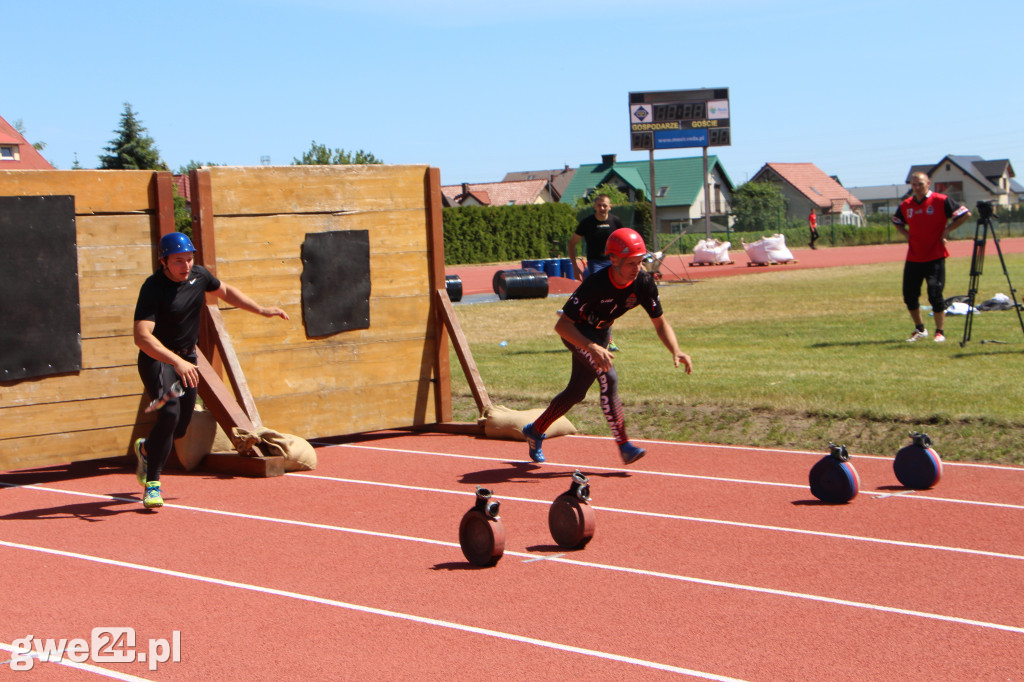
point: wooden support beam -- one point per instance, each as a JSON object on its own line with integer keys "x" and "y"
{"x": 462, "y": 350}
{"x": 435, "y": 236}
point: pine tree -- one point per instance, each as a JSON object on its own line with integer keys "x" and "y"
{"x": 132, "y": 148}
{"x": 322, "y": 155}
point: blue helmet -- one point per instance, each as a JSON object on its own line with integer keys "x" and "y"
{"x": 175, "y": 243}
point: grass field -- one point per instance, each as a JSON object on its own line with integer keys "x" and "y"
{"x": 790, "y": 358}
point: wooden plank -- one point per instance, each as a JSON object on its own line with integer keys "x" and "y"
{"x": 219, "y": 401}
{"x": 230, "y": 359}
{"x": 260, "y": 190}
{"x": 238, "y": 465}
{"x": 94, "y": 190}
{"x": 469, "y": 368}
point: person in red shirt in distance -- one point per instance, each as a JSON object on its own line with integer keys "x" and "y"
{"x": 926, "y": 218}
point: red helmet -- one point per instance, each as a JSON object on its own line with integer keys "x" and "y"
{"x": 625, "y": 242}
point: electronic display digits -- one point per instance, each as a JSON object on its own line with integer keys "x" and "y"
{"x": 683, "y": 111}
{"x": 718, "y": 137}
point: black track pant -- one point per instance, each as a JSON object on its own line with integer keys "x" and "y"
{"x": 934, "y": 273}
{"x": 585, "y": 373}
{"x": 172, "y": 419}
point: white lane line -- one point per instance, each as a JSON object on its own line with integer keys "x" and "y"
{"x": 705, "y": 445}
{"x": 574, "y": 562}
{"x": 375, "y": 611}
{"x": 671, "y": 474}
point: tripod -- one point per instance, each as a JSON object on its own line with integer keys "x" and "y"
{"x": 981, "y": 231}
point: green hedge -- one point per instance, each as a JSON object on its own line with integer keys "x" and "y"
{"x": 503, "y": 233}
{"x": 796, "y": 237}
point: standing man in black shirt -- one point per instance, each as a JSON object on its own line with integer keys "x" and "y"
{"x": 167, "y": 321}
{"x": 595, "y": 228}
{"x": 586, "y": 329}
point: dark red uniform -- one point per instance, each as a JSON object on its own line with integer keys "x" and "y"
{"x": 593, "y": 307}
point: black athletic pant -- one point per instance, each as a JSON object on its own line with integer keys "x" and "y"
{"x": 172, "y": 419}
{"x": 934, "y": 273}
{"x": 585, "y": 373}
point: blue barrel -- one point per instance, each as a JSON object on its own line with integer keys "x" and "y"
{"x": 520, "y": 284}
{"x": 453, "y": 285}
{"x": 566, "y": 266}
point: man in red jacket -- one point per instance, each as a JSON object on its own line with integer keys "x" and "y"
{"x": 924, "y": 218}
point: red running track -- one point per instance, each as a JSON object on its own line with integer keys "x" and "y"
{"x": 478, "y": 279}
{"x": 708, "y": 561}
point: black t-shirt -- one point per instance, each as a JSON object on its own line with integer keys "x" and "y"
{"x": 175, "y": 306}
{"x": 596, "y": 303}
{"x": 596, "y": 232}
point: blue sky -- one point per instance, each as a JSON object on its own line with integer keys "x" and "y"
{"x": 862, "y": 88}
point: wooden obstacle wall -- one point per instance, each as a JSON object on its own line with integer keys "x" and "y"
{"x": 93, "y": 413}
{"x": 249, "y": 226}
{"x": 350, "y": 382}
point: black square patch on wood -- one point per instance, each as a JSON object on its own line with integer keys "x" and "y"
{"x": 40, "y": 314}
{"x": 336, "y": 282}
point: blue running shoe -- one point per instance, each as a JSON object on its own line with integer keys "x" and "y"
{"x": 141, "y": 463}
{"x": 534, "y": 439}
{"x": 153, "y": 499}
{"x": 631, "y": 453}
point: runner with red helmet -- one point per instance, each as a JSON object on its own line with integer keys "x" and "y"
{"x": 585, "y": 327}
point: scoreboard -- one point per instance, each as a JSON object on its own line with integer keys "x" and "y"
{"x": 674, "y": 119}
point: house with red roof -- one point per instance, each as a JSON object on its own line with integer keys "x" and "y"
{"x": 807, "y": 188}
{"x": 518, "y": 193}
{"x": 970, "y": 178}
{"x": 16, "y": 153}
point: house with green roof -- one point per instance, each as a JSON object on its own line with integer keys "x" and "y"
{"x": 678, "y": 189}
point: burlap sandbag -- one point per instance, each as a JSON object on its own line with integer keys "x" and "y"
- - -
## TASK BRIEF
Exclude the pictures and reproduce every entry exactly.

## ANSWER SECTION
point: wooden support beam -- one point per instance, each as a JSON object on its own line with integer keys "x" and "y"
{"x": 462, "y": 350}
{"x": 435, "y": 236}
point: pine tree -- one point per instance, each as a JSON object on its own line with integer keys "x" and "y"
{"x": 132, "y": 148}
{"x": 322, "y": 155}
point: blue helmet -- one point per instance, each as a JSON object on its own line with integer keys "x" and "y"
{"x": 175, "y": 243}
point: grass field -- one point per instance, each as a JSON object on its own line with integer keys "x" and "y"
{"x": 790, "y": 358}
point: wooden plank -- one point per instance, each as a JSON object on its own line with integer keys "x" and "y"
{"x": 219, "y": 401}
{"x": 230, "y": 359}
{"x": 260, "y": 190}
{"x": 238, "y": 465}
{"x": 94, "y": 190}
{"x": 469, "y": 368}
point: person in red shirt in distance -- one point per instance, each as a JSON object on its own line with integer keys "x" and "y"
{"x": 926, "y": 218}
point: red helmet -- one point per instance, each as a JSON object on its own line with integer keys "x" and "y"
{"x": 625, "y": 242}
point: electronic display digits -- one point per instance, each as a JSON object on its own line with integer keys "x" and "y"
{"x": 683, "y": 111}
{"x": 718, "y": 137}
point: black track pant -- one point per instance, each as a JSON object on its own line with integer keys "x" and "y"
{"x": 934, "y": 273}
{"x": 585, "y": 373}
{"x": 172, "y": 419}
point: white lane line -- one point per instance, each as a JSON object on its own line with integer keys "x" and "y"
{"x": 705, "y": 445}
{"x": 574, "y": 562}
{"x": 375, "y": 611}
{"x": 671, "y": 474}
point: tripod -- one point per instance, each as a JSON object on its own line with integer keys "x" and "y"
{"x": 981, "y": 231}
point: green hedge -- one point per instance, each as a JSON object on its own line with integer keys "x" and "y"
{"x": 503, "y": 233}
{"x": 796, "y": 237}
point: standing man in black shirt -- one point per instance, each as a JSON object on its own line with integer keys "x" and "y"
{"x": 167, "y": 321}
{"x": 595, "y": 228}
{"x": 586, "y": 329}
point: dark red uniform -- one point per instance, each as a JSON object on its own line with integer keys "x" and "y"
{"x": 593, "y": 307}
point: black athletic pant -- one point per instance, each as a JSON object on its own line with integer keys "x" and "y"
{"x": 172, "y": 419}
{"x": 934, "y": 273}
{"x": 585, "y": 373}
point: blue barrel -- one point per instance, each as a JSON object on its own line with integer keys "x" and "y"
{"x": 520, "y": 284}
{"x": 453, "y": 285}
{"x": 566, "y": 266}
point: man in red jacket -- one point per instance, each as a JSON object on its own line with integer keys "x" and "y"
{"x": 924, "y": 218}
point: red running track -- one point per instance, each as a JSON object on its own line with integer keys "x" and "y"
{"x": 478, "y": 279}
{"x": 708, "y": 561}
point: black t-shirt -- one point per instance, each as a JSON object on its own line with integer keys "x" and "y"
{"x": 175, "y": 306}
{"x": 596, "y": 303}
{"x": 596, "y": 232}
point: blue sky -- one point per instance, each as a JSON object on its own line with integer keys "x" and "y"
{"x": 862, "y": 88}
point: wooden obstacle wall -- one point per instance, each as a JSON object on its own line with integer keys "x" and "y"
{"x": 93, "y": 413}
{"x": 249, "y": 226}
{"x": 350, "y": 382}
point: black square patch on wood -- one point per instance, each as a JSON object on its own line with integer keys "x" and "y"
{"x": 40, "y": 314}
{"x": 336, "y": 282}
point: blue running shoe -- one point per instance, each as a JSON object on its own line with integer keys "x" and "y"
{"x": 141, "y": 463}
{"x": 534, "y": 439}
{"x": 153, "y": 499}
{"x": 631, "y": 453}
point: runner with red helmet -- one point per instance, each as a JSON object on its own line with integer keys "x" and "y"
{"x": 585, "y": 327}
point: scoreboard -- one point per instance, each as a JSON object on its own line with integer keys "x" and "y"
{"x": 674, "y": 119}
point: house with red roof -- one point per instance, each as a JSON object on its own line with integer keys "x" and "y"
{"x": 807, "y": 188}
{"x": 518, "y": 193}
{"x": 970, "y": 178}
{"x": 16, "y": 153}
point: house with green roof -- one point per instance, each as a JSON object on its own line with integer keys "x" and "y"
{"x": 678, "y": 189}
point: burlap sandbag -- one point per instance, each as a JSON object on its own line with integer keys "x" and "y"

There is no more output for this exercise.